• GIVEN TASK: Rewrite the rows from the one containing "In this picture, where can the hazy" through the last row, keeping each line complete, and add 40 to every coordinate in the answer points.

Start

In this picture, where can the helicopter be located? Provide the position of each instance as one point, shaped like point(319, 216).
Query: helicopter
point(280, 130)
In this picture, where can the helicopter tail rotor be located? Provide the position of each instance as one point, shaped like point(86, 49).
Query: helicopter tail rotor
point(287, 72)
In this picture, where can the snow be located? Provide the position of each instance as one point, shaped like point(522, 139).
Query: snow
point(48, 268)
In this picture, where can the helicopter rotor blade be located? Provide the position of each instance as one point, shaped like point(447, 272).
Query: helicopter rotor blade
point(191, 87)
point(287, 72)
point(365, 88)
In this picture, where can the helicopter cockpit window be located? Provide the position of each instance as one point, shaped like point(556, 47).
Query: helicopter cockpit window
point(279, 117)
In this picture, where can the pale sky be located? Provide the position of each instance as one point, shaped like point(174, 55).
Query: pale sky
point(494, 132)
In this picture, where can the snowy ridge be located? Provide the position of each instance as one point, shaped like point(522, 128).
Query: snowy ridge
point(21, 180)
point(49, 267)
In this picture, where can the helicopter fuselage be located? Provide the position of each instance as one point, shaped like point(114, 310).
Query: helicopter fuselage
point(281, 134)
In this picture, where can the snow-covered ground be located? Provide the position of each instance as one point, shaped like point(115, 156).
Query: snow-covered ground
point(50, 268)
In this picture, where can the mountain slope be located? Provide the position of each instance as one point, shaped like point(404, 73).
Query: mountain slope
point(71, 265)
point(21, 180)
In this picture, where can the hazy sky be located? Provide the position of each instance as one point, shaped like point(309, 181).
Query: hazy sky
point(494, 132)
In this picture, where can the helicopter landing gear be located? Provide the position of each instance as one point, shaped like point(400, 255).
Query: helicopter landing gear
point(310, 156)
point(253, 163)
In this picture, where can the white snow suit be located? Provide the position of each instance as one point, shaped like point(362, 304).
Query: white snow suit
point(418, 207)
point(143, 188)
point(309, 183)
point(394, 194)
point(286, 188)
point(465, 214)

End

• ANSWER FOR THE TASK:
In this picture, where can the hazy sky be located? Provide the position of each instance as one point, shaped like point(309, 181).
Query: hazy sky
point(534, 172)
In this picture, where can the helicopter landing gear be located? Provide the position of each instance as one point, shaped like point(400, 255).
Query: helicopter landing gear
point(350, 196)
point(293, 203)
In this picture, where can the white snow suit be located? Provide the position of each instance as one point, shaped like point(362, 304).
Query: white snow suit
point(458, 247)
point(183, 228)
point(349, 223)
point(434, 234)
point(326, 228)
point(505, 254)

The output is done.